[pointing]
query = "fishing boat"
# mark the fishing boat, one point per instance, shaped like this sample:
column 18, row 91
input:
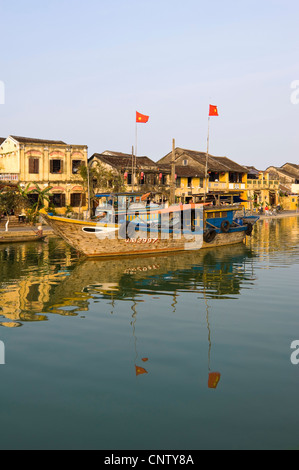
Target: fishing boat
column 153, row 230
column 14, row 237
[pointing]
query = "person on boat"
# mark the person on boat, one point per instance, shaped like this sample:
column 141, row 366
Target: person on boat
column 39, row 232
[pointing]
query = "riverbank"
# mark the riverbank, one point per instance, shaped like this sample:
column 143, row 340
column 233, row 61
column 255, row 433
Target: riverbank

◇ ◇ ◇ ◇ ◇ ◇ ◇

**What the task requires**
Each record is to be restated word for word; no picture goes in.

**Solution for this exercise**
[pointing]
query = "fishing boat"
# mark the fishing boat, one point per instance, shaped like this sample:
column 18, row 91
input:
Target: fishing boat
column 153, row 230
column 14, row 237
[pointing]
query = "person on boat"
# mark the person on boat, one point per instance, shaped like this sample:
column 141, row 366
Target: person on boat
column 39, row 232
[pointing]
query = "riverbank"
# mark the riverbank, one point per instance, shaped like this sample:
column 143, row 340
column 233, row 61
column 255, row 433
Target: riverbank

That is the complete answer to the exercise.